Beginning at the line that contains "Please point out the stone wall, giving" and ending at the last line of the entries, write out each line exactly; include nothing outside that span.

[Records excerpted from a collection]
___
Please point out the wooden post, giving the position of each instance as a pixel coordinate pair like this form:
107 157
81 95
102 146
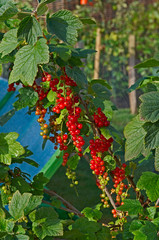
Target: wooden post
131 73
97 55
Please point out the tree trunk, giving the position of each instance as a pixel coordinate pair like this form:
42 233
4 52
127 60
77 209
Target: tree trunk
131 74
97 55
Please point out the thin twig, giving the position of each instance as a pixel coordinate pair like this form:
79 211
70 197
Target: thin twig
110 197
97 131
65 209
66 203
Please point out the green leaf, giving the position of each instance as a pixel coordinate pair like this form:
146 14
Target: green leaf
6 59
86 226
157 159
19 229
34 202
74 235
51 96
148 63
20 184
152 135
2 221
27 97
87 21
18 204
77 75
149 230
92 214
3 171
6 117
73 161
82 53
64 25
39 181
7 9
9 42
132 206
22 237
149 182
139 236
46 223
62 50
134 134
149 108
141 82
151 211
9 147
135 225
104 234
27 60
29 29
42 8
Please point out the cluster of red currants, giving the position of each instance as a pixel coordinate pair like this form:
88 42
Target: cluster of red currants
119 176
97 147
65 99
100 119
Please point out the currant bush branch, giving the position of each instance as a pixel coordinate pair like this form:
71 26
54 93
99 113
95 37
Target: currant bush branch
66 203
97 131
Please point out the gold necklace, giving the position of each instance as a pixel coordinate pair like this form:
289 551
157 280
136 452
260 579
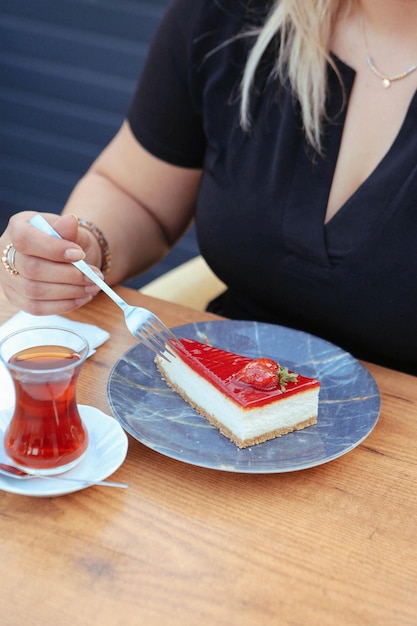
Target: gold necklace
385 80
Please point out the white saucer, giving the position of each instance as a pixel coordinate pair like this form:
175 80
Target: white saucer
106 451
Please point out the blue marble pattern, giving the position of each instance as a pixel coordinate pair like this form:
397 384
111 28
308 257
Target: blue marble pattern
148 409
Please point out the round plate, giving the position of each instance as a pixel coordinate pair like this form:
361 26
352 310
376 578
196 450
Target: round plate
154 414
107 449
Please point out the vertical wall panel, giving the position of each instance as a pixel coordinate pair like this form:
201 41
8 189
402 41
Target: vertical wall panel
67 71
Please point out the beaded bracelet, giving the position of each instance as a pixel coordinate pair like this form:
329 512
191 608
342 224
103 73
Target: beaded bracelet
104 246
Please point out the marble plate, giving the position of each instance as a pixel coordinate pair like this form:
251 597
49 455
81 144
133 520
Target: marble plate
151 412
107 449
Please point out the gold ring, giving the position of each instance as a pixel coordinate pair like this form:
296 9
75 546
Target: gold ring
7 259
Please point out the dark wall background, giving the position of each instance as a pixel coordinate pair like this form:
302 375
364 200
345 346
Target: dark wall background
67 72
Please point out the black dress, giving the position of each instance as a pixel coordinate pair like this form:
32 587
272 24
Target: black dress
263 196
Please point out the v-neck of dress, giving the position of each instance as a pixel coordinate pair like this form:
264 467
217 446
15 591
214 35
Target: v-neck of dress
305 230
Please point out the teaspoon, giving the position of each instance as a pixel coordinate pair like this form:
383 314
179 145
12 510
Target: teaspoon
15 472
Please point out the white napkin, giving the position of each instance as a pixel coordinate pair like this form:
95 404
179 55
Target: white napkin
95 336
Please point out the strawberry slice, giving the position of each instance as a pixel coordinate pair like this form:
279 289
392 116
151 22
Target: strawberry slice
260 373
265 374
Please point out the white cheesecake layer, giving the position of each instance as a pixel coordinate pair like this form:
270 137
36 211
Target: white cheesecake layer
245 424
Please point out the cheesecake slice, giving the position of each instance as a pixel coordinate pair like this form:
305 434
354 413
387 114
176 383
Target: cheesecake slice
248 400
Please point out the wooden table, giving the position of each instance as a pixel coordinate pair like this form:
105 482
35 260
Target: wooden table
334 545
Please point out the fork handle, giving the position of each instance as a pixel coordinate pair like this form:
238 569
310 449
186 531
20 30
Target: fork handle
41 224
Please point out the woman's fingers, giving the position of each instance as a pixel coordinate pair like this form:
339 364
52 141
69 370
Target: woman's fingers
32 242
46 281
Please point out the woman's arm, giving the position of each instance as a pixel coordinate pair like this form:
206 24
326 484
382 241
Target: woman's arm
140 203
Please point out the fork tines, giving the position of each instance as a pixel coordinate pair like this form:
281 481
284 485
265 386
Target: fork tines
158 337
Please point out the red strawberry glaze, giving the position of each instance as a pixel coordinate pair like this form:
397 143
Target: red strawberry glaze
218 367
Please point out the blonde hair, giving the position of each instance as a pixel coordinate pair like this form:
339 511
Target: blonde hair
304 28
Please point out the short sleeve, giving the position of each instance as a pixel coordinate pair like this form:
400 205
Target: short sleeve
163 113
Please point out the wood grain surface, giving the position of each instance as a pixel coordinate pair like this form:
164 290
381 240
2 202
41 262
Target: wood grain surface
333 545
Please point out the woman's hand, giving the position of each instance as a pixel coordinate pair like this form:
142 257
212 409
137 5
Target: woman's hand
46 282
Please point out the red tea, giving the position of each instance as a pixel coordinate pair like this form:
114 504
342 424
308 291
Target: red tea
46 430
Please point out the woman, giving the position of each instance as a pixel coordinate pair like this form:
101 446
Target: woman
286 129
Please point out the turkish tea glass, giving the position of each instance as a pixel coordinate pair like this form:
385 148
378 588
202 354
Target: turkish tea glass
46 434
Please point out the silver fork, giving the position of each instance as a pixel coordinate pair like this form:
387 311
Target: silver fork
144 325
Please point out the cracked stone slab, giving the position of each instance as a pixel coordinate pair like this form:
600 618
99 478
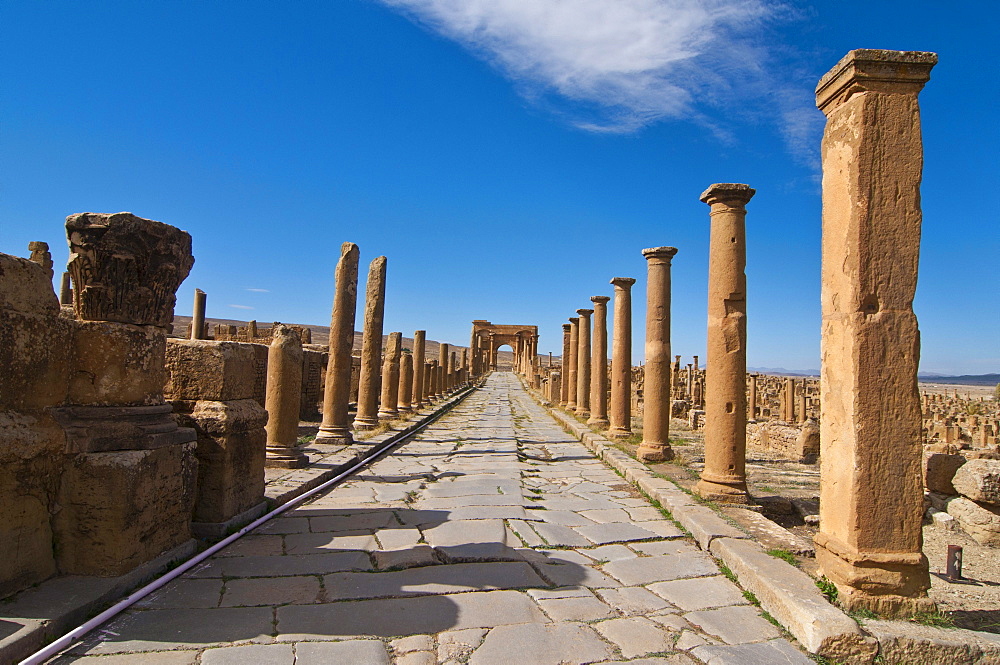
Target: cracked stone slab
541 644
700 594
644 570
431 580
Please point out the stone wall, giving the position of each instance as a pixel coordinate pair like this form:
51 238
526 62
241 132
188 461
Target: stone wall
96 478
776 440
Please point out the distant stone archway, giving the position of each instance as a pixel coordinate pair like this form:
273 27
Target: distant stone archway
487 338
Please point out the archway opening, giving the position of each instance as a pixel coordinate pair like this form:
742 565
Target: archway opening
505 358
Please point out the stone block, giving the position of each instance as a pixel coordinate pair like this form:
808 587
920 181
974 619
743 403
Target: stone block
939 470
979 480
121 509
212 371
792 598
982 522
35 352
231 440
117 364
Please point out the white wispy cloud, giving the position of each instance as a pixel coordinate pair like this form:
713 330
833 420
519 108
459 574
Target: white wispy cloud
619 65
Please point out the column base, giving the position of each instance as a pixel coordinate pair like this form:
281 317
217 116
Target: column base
___
== FULL ANSWER ==
Please point out the stone wall, giving the position of each instance as a pixel coordinate pair like this form:
51 238
526 62
241 132
188 461
Target: stone wall
96 478
776 440
Please point out the distant stone archway, giving the position of each instance as a pixel coordinate pair like this form:
273 27
Target: distant stone archway
487 338
Please point out the archway opening, giving the position of each instance as a pixel coordinate pair like this form:
742 565
Target: archway opening
505 358
Please point out the stone block, giving the position of each instance as a pixel coordinate pair like this form:
808 587
920 181
974 619
743 403
Target: stone block
939 470
979 480
121 509
212 371
792 598
982 522
35 352
231 440
117 364
Please point out the white wispy cloud, giving the position of each instance as a pixel coordinate pair like this form:
713 330
833 420
519 108
459 574
Target: white wispy cloud
619 65
Please point out the column base, giving the position of each instance as a pixel coordinate pair like this form:
281 317
217 116
Target: column base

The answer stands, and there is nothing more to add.